[Dataset items]
##########

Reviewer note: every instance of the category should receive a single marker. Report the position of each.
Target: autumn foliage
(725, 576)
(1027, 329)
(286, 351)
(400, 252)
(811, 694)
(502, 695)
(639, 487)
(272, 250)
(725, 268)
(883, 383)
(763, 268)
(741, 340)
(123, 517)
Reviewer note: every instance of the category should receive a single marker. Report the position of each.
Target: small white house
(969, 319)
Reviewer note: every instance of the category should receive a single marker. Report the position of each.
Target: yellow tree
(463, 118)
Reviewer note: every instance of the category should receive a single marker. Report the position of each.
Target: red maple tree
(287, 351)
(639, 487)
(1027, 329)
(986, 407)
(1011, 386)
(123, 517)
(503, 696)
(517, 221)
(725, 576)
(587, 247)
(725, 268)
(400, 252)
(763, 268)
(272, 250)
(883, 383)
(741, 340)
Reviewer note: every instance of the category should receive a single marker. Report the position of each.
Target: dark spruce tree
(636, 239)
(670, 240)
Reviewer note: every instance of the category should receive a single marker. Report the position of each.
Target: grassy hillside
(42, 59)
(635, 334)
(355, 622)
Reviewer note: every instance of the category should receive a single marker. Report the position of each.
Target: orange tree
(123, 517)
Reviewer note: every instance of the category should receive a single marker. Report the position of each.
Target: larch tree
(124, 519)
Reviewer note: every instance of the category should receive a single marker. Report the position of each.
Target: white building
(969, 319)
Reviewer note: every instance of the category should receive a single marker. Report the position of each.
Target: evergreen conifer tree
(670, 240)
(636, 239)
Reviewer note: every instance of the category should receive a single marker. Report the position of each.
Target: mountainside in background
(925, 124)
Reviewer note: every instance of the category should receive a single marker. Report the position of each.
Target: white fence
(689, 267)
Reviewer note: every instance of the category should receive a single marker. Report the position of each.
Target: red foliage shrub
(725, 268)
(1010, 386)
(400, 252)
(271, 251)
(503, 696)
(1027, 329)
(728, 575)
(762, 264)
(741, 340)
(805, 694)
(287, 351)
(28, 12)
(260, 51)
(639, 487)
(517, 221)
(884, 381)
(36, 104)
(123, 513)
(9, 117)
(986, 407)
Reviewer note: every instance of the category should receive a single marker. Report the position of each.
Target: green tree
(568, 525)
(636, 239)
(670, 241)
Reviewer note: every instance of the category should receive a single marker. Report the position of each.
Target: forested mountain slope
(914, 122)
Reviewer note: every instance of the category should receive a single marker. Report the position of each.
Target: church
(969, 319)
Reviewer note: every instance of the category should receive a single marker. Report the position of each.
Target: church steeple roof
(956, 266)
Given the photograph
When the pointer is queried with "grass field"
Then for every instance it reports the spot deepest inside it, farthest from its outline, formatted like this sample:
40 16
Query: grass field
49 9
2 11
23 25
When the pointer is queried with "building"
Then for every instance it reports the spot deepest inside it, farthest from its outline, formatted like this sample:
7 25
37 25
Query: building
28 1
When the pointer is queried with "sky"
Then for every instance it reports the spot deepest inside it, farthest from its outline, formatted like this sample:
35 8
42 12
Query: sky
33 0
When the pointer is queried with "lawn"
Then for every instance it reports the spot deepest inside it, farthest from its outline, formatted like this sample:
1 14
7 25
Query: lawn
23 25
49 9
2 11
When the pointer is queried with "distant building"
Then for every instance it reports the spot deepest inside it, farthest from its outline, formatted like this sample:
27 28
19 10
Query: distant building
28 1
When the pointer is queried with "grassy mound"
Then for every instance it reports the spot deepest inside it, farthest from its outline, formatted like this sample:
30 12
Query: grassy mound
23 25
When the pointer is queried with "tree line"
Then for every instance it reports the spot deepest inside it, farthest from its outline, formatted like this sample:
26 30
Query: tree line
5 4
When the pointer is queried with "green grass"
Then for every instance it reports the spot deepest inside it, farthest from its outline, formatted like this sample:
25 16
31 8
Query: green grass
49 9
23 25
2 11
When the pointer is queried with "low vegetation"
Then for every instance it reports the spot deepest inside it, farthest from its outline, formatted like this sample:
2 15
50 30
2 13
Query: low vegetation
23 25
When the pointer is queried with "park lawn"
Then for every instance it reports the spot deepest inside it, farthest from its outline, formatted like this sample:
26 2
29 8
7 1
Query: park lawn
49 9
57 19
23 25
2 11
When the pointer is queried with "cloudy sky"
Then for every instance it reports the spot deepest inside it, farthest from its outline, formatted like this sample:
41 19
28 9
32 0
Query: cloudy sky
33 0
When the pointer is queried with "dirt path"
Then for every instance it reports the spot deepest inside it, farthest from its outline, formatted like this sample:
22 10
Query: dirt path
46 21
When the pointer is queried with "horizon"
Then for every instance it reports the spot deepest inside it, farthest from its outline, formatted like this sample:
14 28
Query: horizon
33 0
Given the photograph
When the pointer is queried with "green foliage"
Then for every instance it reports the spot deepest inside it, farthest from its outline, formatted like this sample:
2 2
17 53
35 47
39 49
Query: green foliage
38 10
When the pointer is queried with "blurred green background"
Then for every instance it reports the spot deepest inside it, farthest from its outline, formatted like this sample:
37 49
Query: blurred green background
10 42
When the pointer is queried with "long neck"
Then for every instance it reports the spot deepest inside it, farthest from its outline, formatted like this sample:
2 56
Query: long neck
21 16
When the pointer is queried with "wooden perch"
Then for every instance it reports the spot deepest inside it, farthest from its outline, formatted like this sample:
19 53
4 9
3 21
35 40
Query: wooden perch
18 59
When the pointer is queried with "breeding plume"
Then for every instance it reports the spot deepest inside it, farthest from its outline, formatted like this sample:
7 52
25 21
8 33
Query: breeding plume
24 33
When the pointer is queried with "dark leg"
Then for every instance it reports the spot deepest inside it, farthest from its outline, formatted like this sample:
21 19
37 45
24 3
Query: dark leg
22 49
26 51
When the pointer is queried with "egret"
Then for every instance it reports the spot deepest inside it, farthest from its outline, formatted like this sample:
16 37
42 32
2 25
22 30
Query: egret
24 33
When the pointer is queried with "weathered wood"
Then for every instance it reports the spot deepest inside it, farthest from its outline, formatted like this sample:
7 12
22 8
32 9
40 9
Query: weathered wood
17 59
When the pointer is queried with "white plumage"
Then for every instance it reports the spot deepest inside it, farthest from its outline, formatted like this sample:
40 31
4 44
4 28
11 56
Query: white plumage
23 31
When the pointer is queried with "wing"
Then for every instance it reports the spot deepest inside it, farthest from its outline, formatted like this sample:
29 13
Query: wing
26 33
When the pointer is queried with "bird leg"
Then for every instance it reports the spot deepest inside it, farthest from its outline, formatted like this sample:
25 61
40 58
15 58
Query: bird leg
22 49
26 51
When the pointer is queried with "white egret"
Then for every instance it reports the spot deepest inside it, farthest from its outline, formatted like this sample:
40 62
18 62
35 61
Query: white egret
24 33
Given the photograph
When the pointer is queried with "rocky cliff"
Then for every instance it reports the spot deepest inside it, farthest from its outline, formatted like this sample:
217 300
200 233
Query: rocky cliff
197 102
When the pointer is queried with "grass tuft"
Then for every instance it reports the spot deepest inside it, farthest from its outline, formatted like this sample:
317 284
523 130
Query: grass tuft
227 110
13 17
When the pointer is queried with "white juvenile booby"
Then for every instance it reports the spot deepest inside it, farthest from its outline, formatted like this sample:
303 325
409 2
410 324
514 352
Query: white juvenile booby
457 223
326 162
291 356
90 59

##########

Stated exercise -
Once more, set down the full listing, verbatim.

Complete response -
Reviewer note: every instance of the category should receive a single marker. Report the position of each.
Target: autumn foliage
(725, 576)
(1027, 329)
(286, 351)
(400, 252)
(811, 694)
(502, 695)
(639, 487)
(272, 250)
(725, 268)
(883, 383)
(763, 268)
(741, 340)
(123, 517)
Reviewer note: every instance of the category should receive a single marker. Report the position of each.
Target: small white house
(969, 319)
Reviewer note: every instance of the category should receive a single marker. Report the position of each.
Target: yellow tree
(463, 118)
Reviewer note: every instance of the category should receive a single marker. Report the position of each.
Target: red maple tree
(287, 351)
(639, 487)
(1027, 329)
(986, 407)
(1011, 386)
(123, 517)
(503, 696)
(517, 221)
(725, 576)
(587, 247)
(725, 268)
(400, 252)
(763, 268)
(272, 250)
(883, 383)
(741, 340)
Reviewer note: every instance of the category should receive a single marker. Report the position of each.
Target: dark spruce tree
(636, 239)
(670, 240)
Reviewer note: every instance of the category should receive a single marker. Report the position of each.
Target: grassy hillside
(42, 59)
(635, 334)
(355, 622)
Reviewer note: every instance of the category should receive a single marker. Report the position of each.
Target: orange tree
(123, 517)
Reviewer note: every instance of the category should receive a single marker. Report the position of each.
Target: larch tree
(124, 519)
Reviewer note: every instance of the category should receive a single marker. Report the position of each.
Target: white building
(969, 319)
Reviewer note: every instance of the category should receive a single marker. Report the position of each.
Target: evergreen conifer tree
(670, 240)
(636, 239)
Reviewer note: every instance of the category should receive a single marker. Report the position of each.
Target: mountainside in background
(925, 124)
Reviewer note: every instance of the category should receive a single marker. Report the position of each.
Target: white fence
(689, 267)
Reviewer note: every instance of the category should receive a single marker. Report the position of each.
Target: red foliage shrub
(725, 268)
(1010, 386)
(400, 252)
(271, 251)
(503, 696)
(1027, 329)
(728, 575)
(762, 264)
(741, 340)
(805, 694)
(287, 351)
(28, 12)
(260, 51)
(639, 487)
(517, 221)
(884, 381)
(36, 104)
(123, 513)
(9, 117)
(986, 407)
Reviewer note: every instance of the category should receive a single marker. Report the position of each.
Target: green tree
(568, 525)
(636, 239)
(670, 241)
Reviewer note: every instance of the category should receive a single marker. Report the position of each.
Target: forested mountain slope
(914, 122)
Reviewer note: every instance of the category should receive a single marker. Report the position of each.
Target: church
(969, 319)
Reviewer note: every instance of the category should receive a single marker. Report the position of each.
Target: church steeple roof
(956, 266)
Given the photograph
When the pointer is queried with "grass field"
Then for every instance it reports the spot deepest inside it, farthest from its outline, formatted like this sample:
40 16
Query: grass field
49 9
2 11
23 25
When the pointer is queried with "building"
Then for every instance it reports the spot deepest inside it, farthest from its outline, formatted like this sample:
7 25
37 25
Query: building
28 1
When the pointer is queried with "sky"
Then for every instance it reports the spot deepest inside it, farthest from its outline, formatted like this sample:
35 8
42 12
Query: sky
33 0
When the pointer is queried with "lawn"
Then for every instance it reports the spot deepest inside it, farthest from its outline, formatted like this sample:
1 14
7 25
Query: lawn
23 25
49 9
2 11
When the pointer is queried with "distant building"
Then for every instance it reports the spot deepest inside it, farthest from its outline, formatted like this sample:
27 28
19 10
Query: distant building
28 1
When the pointer is queried with "grassy mound"
Then for every instance it reports the spot deepest inside it, farthest from its outline, formatted like this sample:
30 12
Query: grassy mound
23 25
When the pointer is queried with "tree line"
Then for every instance it reports the spot deepest inside it, farthest from its outline, formatted like this sample:
26 30
Query: tree line
5 4
When the pointer is queried with "green grass"
Then for every instance it reports the spot deepest inside it, farthest from its outline, formatted like this sample:
25 16
31 8
Query: green grass
49 9
23 25
2 11
When the pointer is queried with "low vegetation"
Then for every instance it reports the spot deepest inside it, farthest from its outline, formatted like this sample:
2 15
50 30
2 13
Query: low vegetation
23 25
When the pointer is queried with "park lawn"
Then for every instance it reports the spot deepest inside it, farthest from its outline, formatted like this sample:
26 2
29 8
7 1
Query: park lawn
49 9
57 19
23 25
2 11
When the pointer is queried with "cloudy sky"
Then for every instance it reports the spot deepest inside it, farthest from its outline, formatted like this sample:
41 19
28 9
32 0
Query: cloudy sky
33 0
When the pointer is queried with "dirt path"
Then for every instance it reports the spot deepest inside it, farthest from its outline, formatted like this sample:
22 10
Query: dirt path
46 21
When the pointer is queried with "horizon"
Then for every instance it reports the spot deepest inside it, farthest from its outline, formatted like this sample:
14 28
Query: horizon
33 0
Given the photograph
When the pointer is queried with "green foliage"
Then for every instance it reports the spot deepest inside it, farthest from its outline, formatted like this sample:
2 2
17 53
35 47
39 49
Query: green foliage
38 10
When the pointer is queried with "blurred green background"
Then for every instance it reports the spot deepest inside it, farthest from its outline, formatted like this sample:
37 49
Query: blurred green background
10 42
When the pointer is queried with "long neck"
Then for every instance it reports the spot deepest inside it, farthest from its outline, formatted like this sample:
2 56
Query: long neck
21 16
When the pointer is queried with "wooden perch"
Then for every instance it reports the spot deepest inside it, farthest from its outline, formatted like this sample:
19 53
4 9
3 21
35 40
Query: wooden perch
18 59
When the pointer is queried with "breeding plume"
Then for every instance it reports the spot deepest inside it, farthest from its outline, formatted like this sample:
7 52
25 21
8 33
Query: breeding plume
24 33
When the pointer is queried with "dark leg"
Then for every instance it reports the spot deepest inside it, farthest from its outline, formatted like this sample:
21 19
37 45
24 3
Query: dark leg
22 49
26 51
When the pointer is queried with "egret"
Then for every instance it reports the spot deepest inside it, farthest from its outline, formatted like this sample:
16 37
42 32
2 25
22 30
Query: egret
24 33
When the pointer is queried with "weathered wood"
Then for every instance it reports the spot deepest inside it, farthest from its outline, formatted like this sample:
7 12
22 8
32 9
40 9
Query: weathered wood
17 59
When the pointer is queried with "white plumage"
Then for every instance it reports the spot deepest inside it, farthest from its outline, formatted like this sample:
40 31
4 44
4 28
11 56
Query: white plumage
23 31
When the pointer is queried with "wing"
Then for every instance it reports the spot deepest inside it, farthest from its outline, formatted like this sample:
29 13
Query: wing
26 33
When the pointer is queried with "bird leg"
Then for every instance it reports the spot deepest inside it, farthest from its outline, formatted like this sample:
25 61
40 58
15 58
Query: bird leg
22 49
26 51
When the pointer is queried with "white egret"
Then for every instance it reports the spot deepest inside it, farthest from its outline, formatted like this sample:
40 62
18 62
35 61
Query: white egret
24 33
Given the photograph
When the pointer is queried with "rocky cliff"
Then for every instance it reports the spot deepest inside it, farthest from its outline, formatted like this sample:
217 300
200 233
Query: rocky cliff
197 102
When the pointer is queried with "grass tuft"
Then for every instance it reports the spot deepest inside it, farthest from its outline, formatted like this sample:
317 284
523 130
Query: grass tuft
227 110
13 17
When the pointer is queried with "white juvenile booby"
Then for every instance it reports the spot deepest inside it, farthest from its outline, formatted like this sample:
303 325
409 2
410 324
514 352
Query: white juvenile booby
457 223
326 162
291 356
90 59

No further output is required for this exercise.